Task prompt:
Continue the passage on Stokes' theorem, starting right after its last sentence.

Passage:
____
Let's say you want to use Stokes' theorem to compute $\dlint$ where $\dlc$ is polygon path connecting the following points: (1,1,0), (3,1,4), (1,1,5), (-1,1,1)

Does this curve lie in a plane? Yes, in the plane $y=1$. The figure below is just the plane $y=1$.

A rectangle in the plane $y=1$.

If one coordinate is constant, then curve is parallel to a coordinate plane. (The $xz$-plane for above example). For Stokes' theorem, use the surface in that plane. For our example, the natural choice for $\dls$ is the surface whose $x$ and $z$ components are inside the above rectangle and whose $y$ component is 1.

Example 3

In other cases, a surface is given explicitly in the problem.

Compute $\dlint$, where $\dlc$ is the curve in which the cone $z^2=x^2+y^2$ intersects the plane $z=1$. (Oriented counter clockwise viewed from positive $z$-axis).
____
Record set:
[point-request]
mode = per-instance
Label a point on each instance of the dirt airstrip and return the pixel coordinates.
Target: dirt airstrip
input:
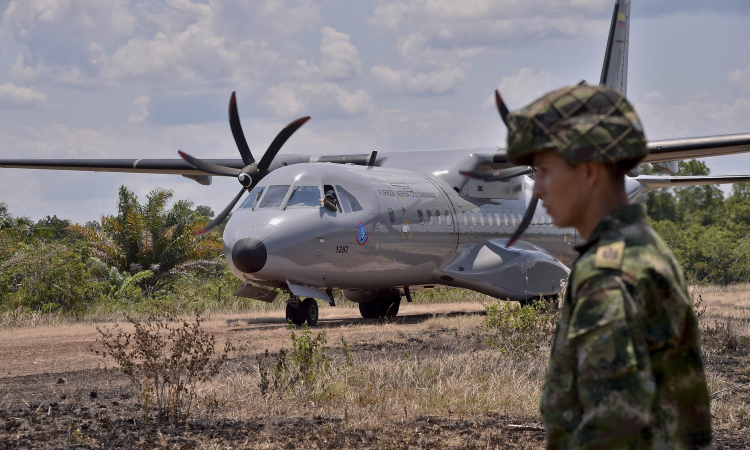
(55, 393)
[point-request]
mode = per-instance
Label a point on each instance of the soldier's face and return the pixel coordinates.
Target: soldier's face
(562, 188)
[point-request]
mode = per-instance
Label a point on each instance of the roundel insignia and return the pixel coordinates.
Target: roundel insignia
(362, 233)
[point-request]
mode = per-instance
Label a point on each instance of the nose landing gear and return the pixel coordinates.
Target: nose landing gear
(298, 312)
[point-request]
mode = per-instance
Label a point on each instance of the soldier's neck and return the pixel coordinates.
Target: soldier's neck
(603, 201)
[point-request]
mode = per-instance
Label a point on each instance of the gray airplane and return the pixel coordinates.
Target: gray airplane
(380, 226)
____
Result:
Curve formed from intersection of cone and a plane

\begin{align*} \dlint = \sint{\dls}{\curl \dlvf} \end{align*} for what surface $\dls$?

In this case, there are two natural choices for the surface. You could use the portion of the plane or the portion of the cone illustrated below.

Cone option for Stokes' theorem Plane option for Stokes' theorem

Let $P$ be the portion of the plane $z=1$ with $x^2+y^2 < 1$ with upward pointing normal. Let $Q$ be the portion of the cone $z^2=x^2+y^2$ with $0 < z < 1$ with upward angling normal.

How do $\sint{P}{\curl \dlvf}$ and $\sint{Q}{\curl \dlvf}$ compare? They are the same. (For both surfaces, $\dlc$ is a positive oriented boundary.)

Continue example: Let \begin{align*} \dlvf(x,y,z) = \left(\sin x - \frac{y^3}{3}, \cos y + \frac{x^3}{3}, xyz \right) \end{align*} Compute $\dlint$.

One can show that $\curl(\dlvf) = (xz,-yz,x^2+y^2)$.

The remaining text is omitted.